» **Exercise prompt**: Copy out each line below in which the string "shoppers" appears.

» **Source records**:
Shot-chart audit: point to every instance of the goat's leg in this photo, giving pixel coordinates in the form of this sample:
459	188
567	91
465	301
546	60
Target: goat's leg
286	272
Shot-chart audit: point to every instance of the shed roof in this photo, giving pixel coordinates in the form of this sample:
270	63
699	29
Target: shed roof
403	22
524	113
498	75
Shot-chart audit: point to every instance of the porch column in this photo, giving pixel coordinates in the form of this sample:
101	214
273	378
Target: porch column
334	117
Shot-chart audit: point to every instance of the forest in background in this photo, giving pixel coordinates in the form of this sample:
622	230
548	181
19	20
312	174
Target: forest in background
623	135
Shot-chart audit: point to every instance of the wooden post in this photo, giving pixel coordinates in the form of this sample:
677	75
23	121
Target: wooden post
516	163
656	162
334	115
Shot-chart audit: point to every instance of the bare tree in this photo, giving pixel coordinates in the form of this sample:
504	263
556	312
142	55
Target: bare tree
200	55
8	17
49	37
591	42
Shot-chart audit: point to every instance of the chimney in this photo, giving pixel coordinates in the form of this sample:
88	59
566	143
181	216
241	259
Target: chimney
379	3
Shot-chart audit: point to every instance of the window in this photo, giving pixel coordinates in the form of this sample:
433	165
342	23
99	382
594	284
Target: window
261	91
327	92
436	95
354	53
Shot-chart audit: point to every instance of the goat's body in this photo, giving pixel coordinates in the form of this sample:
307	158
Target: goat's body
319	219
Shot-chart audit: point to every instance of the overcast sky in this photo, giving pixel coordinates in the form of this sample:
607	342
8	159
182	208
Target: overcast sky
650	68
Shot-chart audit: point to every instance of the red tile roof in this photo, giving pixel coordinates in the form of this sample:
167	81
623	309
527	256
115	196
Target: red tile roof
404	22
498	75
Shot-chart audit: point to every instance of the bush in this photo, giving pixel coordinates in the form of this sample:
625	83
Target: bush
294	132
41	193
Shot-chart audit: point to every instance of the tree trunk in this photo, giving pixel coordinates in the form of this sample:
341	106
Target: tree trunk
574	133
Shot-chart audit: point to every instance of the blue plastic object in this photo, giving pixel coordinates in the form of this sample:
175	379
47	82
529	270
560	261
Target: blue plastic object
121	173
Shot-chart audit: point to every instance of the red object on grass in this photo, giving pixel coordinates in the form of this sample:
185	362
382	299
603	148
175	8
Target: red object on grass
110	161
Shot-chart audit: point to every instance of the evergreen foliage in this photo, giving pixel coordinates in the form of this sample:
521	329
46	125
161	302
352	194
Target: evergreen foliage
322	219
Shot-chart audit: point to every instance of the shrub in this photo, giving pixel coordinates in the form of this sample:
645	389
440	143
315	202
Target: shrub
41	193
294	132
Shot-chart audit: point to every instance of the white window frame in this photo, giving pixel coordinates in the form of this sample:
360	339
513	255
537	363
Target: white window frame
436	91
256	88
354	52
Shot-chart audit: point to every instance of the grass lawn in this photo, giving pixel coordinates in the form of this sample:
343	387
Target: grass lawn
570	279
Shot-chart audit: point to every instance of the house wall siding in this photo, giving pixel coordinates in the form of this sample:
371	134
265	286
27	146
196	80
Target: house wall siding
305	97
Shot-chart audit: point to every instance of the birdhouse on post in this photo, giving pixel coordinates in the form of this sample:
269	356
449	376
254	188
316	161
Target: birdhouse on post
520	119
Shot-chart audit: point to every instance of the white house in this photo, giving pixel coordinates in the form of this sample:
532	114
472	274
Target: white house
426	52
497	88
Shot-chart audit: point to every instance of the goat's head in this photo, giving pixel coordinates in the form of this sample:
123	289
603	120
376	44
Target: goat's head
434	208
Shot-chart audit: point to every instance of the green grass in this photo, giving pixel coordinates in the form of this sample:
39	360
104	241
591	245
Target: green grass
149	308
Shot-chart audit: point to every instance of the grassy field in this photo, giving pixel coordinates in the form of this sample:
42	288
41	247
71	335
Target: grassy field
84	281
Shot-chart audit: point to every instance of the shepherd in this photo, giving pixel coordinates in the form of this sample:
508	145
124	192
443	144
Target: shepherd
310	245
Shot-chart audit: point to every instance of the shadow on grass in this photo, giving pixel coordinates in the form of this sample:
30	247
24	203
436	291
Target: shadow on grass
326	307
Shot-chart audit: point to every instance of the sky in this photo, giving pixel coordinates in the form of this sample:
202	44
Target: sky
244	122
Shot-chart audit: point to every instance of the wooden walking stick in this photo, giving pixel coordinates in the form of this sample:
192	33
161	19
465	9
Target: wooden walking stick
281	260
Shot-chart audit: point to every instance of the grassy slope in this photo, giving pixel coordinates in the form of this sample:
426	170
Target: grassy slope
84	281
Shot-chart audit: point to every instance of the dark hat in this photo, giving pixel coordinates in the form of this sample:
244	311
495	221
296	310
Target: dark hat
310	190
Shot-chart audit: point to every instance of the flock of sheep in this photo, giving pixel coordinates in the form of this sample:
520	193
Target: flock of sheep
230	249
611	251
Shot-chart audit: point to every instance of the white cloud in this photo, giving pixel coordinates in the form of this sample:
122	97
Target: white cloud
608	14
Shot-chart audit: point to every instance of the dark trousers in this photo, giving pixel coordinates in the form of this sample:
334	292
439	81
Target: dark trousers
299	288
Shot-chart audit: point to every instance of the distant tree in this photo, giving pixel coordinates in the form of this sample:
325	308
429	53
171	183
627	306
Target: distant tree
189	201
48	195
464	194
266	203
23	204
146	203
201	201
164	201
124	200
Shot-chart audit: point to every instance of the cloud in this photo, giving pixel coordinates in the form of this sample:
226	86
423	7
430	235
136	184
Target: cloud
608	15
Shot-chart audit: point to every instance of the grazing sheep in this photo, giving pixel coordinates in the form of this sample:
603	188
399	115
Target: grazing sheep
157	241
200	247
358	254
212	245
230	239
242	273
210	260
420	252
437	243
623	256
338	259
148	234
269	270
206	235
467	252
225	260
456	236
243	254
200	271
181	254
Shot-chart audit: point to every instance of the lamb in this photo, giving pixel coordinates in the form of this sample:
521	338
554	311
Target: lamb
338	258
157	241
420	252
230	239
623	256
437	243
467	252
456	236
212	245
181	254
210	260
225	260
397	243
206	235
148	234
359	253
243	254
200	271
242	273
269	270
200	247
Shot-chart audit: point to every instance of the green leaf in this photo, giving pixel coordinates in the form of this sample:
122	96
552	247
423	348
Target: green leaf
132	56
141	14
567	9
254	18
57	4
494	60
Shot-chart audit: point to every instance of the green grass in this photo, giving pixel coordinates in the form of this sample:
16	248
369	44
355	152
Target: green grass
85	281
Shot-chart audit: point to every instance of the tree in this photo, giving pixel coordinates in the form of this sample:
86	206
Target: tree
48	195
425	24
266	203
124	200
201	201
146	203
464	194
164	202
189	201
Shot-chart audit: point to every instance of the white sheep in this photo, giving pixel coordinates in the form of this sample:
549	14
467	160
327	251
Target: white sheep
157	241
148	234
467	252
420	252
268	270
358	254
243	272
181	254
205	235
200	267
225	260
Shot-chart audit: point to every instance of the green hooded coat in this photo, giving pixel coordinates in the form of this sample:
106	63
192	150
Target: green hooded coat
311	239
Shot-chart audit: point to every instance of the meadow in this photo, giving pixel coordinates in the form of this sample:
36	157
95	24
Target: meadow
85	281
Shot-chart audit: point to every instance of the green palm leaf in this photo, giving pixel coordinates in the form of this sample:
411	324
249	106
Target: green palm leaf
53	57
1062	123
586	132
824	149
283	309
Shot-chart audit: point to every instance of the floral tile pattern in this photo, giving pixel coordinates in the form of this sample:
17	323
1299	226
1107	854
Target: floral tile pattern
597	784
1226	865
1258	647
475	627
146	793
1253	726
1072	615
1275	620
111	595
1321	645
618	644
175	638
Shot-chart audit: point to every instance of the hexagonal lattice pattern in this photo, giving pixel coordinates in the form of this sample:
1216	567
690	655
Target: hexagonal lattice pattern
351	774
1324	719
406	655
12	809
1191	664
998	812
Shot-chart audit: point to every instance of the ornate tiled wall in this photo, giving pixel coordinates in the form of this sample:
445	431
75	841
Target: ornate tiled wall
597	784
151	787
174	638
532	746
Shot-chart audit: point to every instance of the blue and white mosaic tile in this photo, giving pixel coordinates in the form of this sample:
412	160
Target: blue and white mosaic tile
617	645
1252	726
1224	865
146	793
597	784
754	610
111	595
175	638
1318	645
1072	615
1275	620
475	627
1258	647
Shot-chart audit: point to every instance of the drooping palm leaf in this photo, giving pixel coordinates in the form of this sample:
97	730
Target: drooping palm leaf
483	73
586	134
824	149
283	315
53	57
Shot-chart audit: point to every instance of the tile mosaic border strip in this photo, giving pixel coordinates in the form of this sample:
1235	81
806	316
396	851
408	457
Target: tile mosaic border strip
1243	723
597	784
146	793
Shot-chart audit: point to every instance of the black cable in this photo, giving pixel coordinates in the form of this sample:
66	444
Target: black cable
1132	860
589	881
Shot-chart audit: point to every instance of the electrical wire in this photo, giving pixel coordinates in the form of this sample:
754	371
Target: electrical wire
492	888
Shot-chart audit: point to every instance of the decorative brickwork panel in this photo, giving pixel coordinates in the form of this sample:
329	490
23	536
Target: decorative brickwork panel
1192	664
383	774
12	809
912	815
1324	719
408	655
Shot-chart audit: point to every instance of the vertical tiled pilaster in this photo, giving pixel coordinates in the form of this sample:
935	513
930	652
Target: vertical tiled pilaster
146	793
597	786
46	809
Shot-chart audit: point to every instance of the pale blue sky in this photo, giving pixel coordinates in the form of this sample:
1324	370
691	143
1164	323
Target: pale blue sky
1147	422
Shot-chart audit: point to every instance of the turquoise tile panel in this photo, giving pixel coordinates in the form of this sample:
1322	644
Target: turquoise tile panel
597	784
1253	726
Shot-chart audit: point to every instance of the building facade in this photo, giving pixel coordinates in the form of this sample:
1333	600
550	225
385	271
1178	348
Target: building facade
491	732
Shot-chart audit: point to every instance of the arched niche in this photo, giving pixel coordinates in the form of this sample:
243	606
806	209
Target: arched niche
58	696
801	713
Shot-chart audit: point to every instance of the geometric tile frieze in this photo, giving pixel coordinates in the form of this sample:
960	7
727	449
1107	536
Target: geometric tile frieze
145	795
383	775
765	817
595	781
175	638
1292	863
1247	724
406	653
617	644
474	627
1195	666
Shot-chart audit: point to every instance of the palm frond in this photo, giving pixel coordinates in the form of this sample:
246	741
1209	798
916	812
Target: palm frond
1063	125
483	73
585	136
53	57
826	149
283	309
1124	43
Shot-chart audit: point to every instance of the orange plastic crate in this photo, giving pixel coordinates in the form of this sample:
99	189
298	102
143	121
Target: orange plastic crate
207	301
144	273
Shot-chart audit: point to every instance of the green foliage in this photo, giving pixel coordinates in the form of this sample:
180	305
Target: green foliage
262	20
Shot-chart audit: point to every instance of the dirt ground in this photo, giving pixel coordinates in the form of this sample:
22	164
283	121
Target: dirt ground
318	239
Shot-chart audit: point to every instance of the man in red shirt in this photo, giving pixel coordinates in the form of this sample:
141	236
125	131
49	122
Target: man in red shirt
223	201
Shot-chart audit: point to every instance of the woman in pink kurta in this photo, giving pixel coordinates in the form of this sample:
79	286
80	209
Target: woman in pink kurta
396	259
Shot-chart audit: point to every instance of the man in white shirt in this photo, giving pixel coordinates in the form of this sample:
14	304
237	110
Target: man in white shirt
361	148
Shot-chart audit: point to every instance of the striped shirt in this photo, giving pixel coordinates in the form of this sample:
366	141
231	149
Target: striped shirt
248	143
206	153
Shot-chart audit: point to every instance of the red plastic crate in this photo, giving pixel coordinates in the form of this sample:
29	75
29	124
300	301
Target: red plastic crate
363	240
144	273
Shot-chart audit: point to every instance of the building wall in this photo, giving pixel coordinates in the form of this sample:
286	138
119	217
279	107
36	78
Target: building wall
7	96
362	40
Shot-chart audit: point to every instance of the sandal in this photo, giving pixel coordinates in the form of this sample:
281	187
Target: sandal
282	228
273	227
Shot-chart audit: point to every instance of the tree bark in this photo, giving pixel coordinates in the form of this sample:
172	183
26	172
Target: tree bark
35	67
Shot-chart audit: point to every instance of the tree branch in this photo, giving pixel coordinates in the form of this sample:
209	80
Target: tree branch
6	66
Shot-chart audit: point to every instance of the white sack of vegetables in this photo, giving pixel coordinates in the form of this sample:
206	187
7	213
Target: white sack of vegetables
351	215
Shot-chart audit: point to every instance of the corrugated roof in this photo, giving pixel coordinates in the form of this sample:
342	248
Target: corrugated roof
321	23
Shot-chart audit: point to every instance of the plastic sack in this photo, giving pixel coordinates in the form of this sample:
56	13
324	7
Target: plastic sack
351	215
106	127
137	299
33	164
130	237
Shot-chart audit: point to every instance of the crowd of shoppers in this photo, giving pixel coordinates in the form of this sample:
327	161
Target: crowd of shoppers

» **Exercise solution**:
Shot-chart audit: point to every instance of the crowd of shoppers in this photo, giving pixel coordinates in the form of this sample:
Target: crowd of shoppers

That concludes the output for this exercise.